- Required work:
Find the line that contains "written like (407,548)." in the entries below. Write out that line and all that follow it, unchanged and alone.

--

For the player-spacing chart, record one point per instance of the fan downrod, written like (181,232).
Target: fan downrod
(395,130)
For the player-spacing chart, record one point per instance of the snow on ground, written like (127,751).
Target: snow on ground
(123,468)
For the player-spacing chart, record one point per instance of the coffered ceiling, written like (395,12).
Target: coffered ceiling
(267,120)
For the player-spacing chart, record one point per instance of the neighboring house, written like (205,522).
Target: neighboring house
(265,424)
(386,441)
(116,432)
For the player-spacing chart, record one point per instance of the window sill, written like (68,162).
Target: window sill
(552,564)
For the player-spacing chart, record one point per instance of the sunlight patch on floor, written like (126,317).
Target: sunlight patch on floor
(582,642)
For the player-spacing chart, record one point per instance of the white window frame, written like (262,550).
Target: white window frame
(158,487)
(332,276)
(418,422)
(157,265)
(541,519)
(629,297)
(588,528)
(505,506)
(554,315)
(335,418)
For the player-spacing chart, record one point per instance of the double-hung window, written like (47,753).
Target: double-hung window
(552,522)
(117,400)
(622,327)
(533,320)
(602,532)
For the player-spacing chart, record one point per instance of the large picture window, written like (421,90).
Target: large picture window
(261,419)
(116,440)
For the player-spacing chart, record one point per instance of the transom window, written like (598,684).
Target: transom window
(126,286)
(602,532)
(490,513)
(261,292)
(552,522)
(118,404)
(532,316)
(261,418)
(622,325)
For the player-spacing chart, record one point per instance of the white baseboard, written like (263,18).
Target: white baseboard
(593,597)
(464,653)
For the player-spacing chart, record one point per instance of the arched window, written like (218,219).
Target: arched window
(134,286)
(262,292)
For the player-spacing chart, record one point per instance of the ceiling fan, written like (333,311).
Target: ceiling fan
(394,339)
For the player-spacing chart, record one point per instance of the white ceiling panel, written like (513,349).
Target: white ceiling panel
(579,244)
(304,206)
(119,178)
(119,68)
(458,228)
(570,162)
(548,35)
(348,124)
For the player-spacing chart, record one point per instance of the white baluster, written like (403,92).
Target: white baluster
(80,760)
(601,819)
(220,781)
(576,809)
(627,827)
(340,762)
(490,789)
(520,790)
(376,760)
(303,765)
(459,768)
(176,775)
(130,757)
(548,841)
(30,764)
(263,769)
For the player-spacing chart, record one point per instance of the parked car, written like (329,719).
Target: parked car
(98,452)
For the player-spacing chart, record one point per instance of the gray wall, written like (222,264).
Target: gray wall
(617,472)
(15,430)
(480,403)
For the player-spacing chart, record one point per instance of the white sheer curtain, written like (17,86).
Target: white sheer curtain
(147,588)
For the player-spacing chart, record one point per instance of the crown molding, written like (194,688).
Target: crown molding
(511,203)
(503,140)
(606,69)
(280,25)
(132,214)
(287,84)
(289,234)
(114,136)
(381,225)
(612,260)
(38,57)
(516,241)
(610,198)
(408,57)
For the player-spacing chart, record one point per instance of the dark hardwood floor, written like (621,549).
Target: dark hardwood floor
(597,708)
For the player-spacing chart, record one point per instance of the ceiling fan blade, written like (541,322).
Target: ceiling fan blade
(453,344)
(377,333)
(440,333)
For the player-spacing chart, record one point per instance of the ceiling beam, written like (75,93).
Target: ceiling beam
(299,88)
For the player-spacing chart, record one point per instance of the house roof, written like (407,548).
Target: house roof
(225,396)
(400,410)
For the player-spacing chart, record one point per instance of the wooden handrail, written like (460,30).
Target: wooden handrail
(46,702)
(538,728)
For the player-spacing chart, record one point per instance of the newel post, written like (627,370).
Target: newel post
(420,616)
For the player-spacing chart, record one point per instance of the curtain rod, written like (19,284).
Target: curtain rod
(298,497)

--

- Exercise solution:
For the player-spacing chart, record one point per instance of the house roof, written like (407,548).
Target: house roof
(225,396)
(400,410)
For the player-spacing chart, record one point per instance of the wooden handrail, written like (460,30).
Target: wooden handrail
(46,702)
(538,728)
For the player-spacing chart, record one point per instance of the newel post, written like (627,370).
Target: newel post
(420,616)
For the player-spacing chart, record one point per instance of the curtain rod, written like (19,284).
Target: curtain rod
(298,497)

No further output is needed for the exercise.